Collection entries:
··········
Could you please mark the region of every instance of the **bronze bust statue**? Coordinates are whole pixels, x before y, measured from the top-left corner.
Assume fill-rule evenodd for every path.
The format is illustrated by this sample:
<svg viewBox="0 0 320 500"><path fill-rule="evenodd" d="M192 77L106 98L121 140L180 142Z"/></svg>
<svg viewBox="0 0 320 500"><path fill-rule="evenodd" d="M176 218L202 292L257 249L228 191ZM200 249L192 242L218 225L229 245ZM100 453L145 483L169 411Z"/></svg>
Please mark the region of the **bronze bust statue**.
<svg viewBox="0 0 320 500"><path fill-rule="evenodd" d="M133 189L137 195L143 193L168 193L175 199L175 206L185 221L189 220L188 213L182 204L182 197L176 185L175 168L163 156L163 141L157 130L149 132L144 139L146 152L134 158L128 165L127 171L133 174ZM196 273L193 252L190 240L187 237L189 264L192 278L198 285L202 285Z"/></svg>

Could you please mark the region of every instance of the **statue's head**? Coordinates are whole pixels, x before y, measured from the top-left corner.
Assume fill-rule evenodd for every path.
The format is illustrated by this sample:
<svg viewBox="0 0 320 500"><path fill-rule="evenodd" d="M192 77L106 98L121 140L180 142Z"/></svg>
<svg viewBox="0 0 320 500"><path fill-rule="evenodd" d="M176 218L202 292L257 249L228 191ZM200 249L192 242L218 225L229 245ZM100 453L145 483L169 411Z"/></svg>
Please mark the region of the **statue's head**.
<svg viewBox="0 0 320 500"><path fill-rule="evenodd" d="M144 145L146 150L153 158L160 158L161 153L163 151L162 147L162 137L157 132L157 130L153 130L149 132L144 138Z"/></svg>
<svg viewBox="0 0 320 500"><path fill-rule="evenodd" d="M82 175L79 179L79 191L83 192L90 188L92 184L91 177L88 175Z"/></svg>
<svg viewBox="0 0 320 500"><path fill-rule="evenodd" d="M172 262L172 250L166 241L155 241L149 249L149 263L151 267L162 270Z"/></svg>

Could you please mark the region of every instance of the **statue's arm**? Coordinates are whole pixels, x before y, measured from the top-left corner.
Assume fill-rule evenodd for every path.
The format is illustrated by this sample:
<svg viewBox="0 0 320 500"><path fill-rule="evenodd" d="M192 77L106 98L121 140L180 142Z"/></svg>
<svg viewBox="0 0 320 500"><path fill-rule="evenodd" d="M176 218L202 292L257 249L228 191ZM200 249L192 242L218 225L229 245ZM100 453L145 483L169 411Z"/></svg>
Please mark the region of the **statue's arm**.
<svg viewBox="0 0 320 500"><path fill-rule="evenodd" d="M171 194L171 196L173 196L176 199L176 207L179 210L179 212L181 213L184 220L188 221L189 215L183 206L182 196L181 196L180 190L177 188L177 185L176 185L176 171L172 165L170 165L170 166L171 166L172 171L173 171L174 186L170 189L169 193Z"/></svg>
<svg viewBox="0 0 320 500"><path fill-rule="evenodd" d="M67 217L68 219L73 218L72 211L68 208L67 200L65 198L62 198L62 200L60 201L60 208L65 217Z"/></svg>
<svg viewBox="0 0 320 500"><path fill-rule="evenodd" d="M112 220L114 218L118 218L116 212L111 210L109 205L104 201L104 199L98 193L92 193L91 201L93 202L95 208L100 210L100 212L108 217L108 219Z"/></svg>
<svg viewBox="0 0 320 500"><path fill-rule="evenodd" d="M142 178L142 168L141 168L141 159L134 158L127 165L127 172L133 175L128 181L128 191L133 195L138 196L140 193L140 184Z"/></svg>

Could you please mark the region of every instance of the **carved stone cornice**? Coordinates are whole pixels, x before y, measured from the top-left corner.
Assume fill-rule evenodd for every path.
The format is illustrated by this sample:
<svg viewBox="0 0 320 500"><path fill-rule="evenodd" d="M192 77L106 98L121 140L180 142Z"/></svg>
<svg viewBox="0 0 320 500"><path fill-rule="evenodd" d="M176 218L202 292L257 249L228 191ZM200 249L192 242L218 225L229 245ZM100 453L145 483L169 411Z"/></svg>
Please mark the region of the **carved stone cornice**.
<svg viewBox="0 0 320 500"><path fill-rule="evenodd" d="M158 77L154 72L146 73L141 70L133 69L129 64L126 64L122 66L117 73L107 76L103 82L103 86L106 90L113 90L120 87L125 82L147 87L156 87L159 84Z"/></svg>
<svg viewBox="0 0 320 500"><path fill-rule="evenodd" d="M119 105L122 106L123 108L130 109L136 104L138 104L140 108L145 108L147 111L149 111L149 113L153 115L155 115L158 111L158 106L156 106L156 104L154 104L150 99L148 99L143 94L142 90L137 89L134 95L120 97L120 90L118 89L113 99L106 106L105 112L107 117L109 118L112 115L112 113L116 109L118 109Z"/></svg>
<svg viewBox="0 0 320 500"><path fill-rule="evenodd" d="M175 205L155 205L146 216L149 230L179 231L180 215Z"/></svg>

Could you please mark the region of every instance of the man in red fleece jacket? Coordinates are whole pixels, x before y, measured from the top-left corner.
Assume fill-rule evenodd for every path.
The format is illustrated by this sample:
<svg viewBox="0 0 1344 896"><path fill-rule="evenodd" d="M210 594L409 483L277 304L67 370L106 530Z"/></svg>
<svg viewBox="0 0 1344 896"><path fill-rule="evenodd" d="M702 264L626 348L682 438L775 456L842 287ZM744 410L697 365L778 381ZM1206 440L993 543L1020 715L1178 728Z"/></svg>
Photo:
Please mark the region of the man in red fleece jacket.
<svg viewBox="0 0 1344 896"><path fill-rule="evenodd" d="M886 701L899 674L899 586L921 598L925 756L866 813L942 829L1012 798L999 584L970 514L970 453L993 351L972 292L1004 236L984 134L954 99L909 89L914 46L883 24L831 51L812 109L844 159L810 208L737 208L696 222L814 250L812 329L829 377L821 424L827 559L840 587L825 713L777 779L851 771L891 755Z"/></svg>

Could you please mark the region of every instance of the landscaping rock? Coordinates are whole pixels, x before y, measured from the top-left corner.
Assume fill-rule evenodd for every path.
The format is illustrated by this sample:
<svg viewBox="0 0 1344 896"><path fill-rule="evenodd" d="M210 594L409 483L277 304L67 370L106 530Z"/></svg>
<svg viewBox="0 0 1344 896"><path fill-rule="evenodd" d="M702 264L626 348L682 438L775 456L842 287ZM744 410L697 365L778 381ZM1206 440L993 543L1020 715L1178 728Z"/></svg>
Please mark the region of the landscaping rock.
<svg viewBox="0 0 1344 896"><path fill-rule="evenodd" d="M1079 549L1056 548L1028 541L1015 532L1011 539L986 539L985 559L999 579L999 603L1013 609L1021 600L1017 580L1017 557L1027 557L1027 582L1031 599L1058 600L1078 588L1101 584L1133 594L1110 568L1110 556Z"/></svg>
··········
Short exercise: Change "whole pixels" to "integer pixels" everywhere in the items above, and write them out again with nothing else altered.

Worked solution:
Could you please mark the region of every instance of the **bronze bust statue**? Coordinates are integer pixels, x before y, measured from the top-left corner.
Assume fill-rule evenodd for every path.
The format is illustrated by this sample:
<svg viewBox="0 0 320 500"><path fill-rule="evenodd" d="M192 77L106 98L121 140L180 142Z"/></svg>
<svg viewBox="0 0 320 500"><path fill-rule="evenodd" d="M176 218L202 292L257 249L228 191ZM200 249L192 242L218 225L229 245ZM100 453L145 483L169 411Z"/></svg>
Please mark the region of the **bronze bust statue**.
<svg viewBox="0 0 320 500"><path fill-rule="evenodd" d="M133 189L137 195L143 193L168 193L175 199L175 206L185 221L189 220L188 213L182 204L182 197L176 185L175 168L163 156L163 141L157 130L149 132L144 139L146 152L134 158L128 165L127 171L133 174ZM196 273L193 252L190 240L187 237L189 264L192 278L198 285L202 285Z"/></svg>

Could you please mark the region of every instance of the **statue's head**? Coordinates are integer pixels, x before y, measured from the top-left corner.
Assume fill-rule evenodd for every path.
The format is illustrated by this sample:
<svg viewBox="0 0 320 500"><path fill-rule="evenodd" d="M192 77L106 98L121 140L180 142Z"/></svg>
<svg viewBox="0 0 320 500"><path fill-rule="evenodd" d="M176 218L202 292L257 249L228 191ZM200 249L192 242L218 225L229 245ZM100 453L145 483L169 411Z"/></svg>
Please mark the region of the **statue's head**.
<svg viewBox="0 0 320 500"><path fill-rule="evenodd" d="M144 145L146 150L153 158L160 158L161 153L163 151L162 147L162 137L157 132L157 130L153 130L149 132L144 138Z"/></svg>
<svg viewBox="0 0 320 500"><path fill-rule="evenodd" d="M82 175L79 179L79 191L83 192L90 188L92 184L91 177L88 175Z"/></svg>
<svg viewBox="0 0 320 500"><path fill-rule="evenodd" d="M172 262L172 250L166 241L155 241L149 249L149 263L151 267L162 270Z"/></svg>

Could you please mark the region of every instance of the **statue's arm**? Coordinates are integer pixels, x before y, measured from the top-left corner.
Assume fill-rule evenodd for every path.
The format is illustrated by this sample:
<svg viewBox="0 0 320 500"><path fill-rule="evenodd" d="M192 77L106 98L121 140L180 142Z"/></svg>
<svg viewBox="0 0 320 500"><path fill-rule="evenodd" d="M176 218L202 292L257 249L228 191ZM200 249L192 242L218 225L229 245ZM100 453L145 483L169 411Z"/></svg>
Please mark the region of the **statue's arm**.
<svg viewBox="0 0 320 500"><path fill-rule="evenodd" d="M171 194L171 196L173 196L176 199L176 207L179 210L179 212L181 213L184 220L188 221L189 215L183 206L182 196L181 196L180 190L177 188L177 185L176 185L176 171L172 165L170 165L170 166L171 166L172 171L173 171L174 186L170 189L169 193Z"/></svg>
<svg viewBox="0 0 320 500"><path fill-rule="evenodd" d="M67 217L68 219L73 218L72 211L68 208L67 200L65 198L62 198L62 200L60 201L60 208L65 217Z"/></svg>
<svg viewBox="0 0 320 500"><path fill-rule="evenodd" d="M112 220L114 218L118 218L116 212L111 210L109 205L104 201L104 199L98 193L92 193L91 201L93 202L95 208L100 210L100 212L108 217L108 219Z"/></svg>
<svg viewBox="0 0 320 500"><path fill-rule="evenodd" d="M142 178L142 168L141 168L141 159L134 158L127 165L127 172L133 175L128 181L128 191L133 195L138 196L140 193L140 184Z"/></svg>

Could you please mark the region of every instance of the **carved stone cornice**? Coordinates are integer pixels, x before y, measured from the top-left corner.
Assume fill-rule evenodd for every path.
The format is illustrated by this sample:
<svg viewBox="0 0 320 500"><path fill-rule="evenodd" d="M192 77L106 98L121 140L180 142Z"/></svg>
<svg viewBox="0 0 320 500"><path fill-rule="evenodd" d="M176 218L202 292L257 249L228 191ZM200 249L192 242L218 225L229 245ZM100 453L145 483L169 411Z"/></svg>
Please mark the region of the **carved stone cornice**.
<svg viewBox="0 0 320 500"><path fill-rule="evenodd" d="M158 77L154 72L146 73L141 70L133 69L129 64L126 64L122 66L117 73L107 76L103 82L103 86L106 90L113 90L120 87L125 82L147 87L156 87L159 84Z"/></svg>
<svg viewBox="0 0 320 500"><path fill-rule="evenodd" d="M119 105L122 106L123 108L130 109L136 104L138 104L140 108L145 108L147 111L149 111L149 113L153 115L155 115L158 111L158 106L156 106L156 104L154 104L150 99L148 99L143 94L142 90L137 89L134 95L120 97L120 90L118 89L113 99L106 106L105 112L107 117L109 118L112 115L112 113L116 109L118 109Z"/></svg>
<svg viewBox="0 0 320 500"><path fill-rule="evenodd" d="M175 205L155 205L146 216L149 230L179 231L180 215Z"/></svg>

Could you please mark the region of every instance of the man in red fleece jacket? Coordinates are integer pixels, x before y, measured from the top-left corner.
Assume fill-rule evenodd for every path.
The format is illustrated by this sample:
<svg viewBox="0 0 1344 896"><path fill-rule="evenodd" d="M210 594L409 483L277 304L67 370L106 530Z"/></svg>
<svg viewBox="0 0 1344 896"><path fill-rule="evenodd" d="M702 264L626 348L682 438L775 456L842 287ZM744 410L697 365L778 381ZM1206 440L993 543L1020 715L1178 728Z"/></svg>
Photo:
Please mark the region of the man in red fleece jacket.
<svg viewBox="0 0 1344 896"><path fill-rule="evenodd" d="M886 701L899 674L899 586L921 598L925 756L866 813L942 829L1012 798L999 584L970 514L970 453L993 351L972 292L1004 236L984 134L954 99L909 89L914 46L883 24L831 51L812 109L844 159L810 208L737 208L696 222L814 250L812 329L829 377L821 424L827 559L840 587L825 713L777 779L851 771L891 755Z"/></svg>

Could you please mark the region of every instance of the landscaping rock? Coordinates are integer pixels, x before y, measured from the top-left corner.
Assume fill-rule evenodd for every path.
The format is illustrated by this sample:
<svg viewBox="0 0 1344 896"><path fill-rule="evenodd" d="M210 594L409 483L277 304L67 370L106 530Z"/></svg>
<svg viewBox="0 0 1344 896"><path fill-rule="evenodd" d="M702 264L626 348L682 438L775 456L842 287ZM744 410L697 365L778 381ZM1206 440L993 543L1020 715L1178 728Z"/></svg>
Please mark the region of the landscaping rock.
<svg viewBox="0 0 1344 896"><path fill-rule="evenodd" d="M1079 549L1056 548L1028 541L1015 532L1011 539L986 539L985 559L999 579L999 603L1013 609L1021 600L1017 580L1017 557L1027 557L1027 582L1031 599L1058 600L1078 588L1101 584L1133 594L1110 568L1110 556Z"/></svg>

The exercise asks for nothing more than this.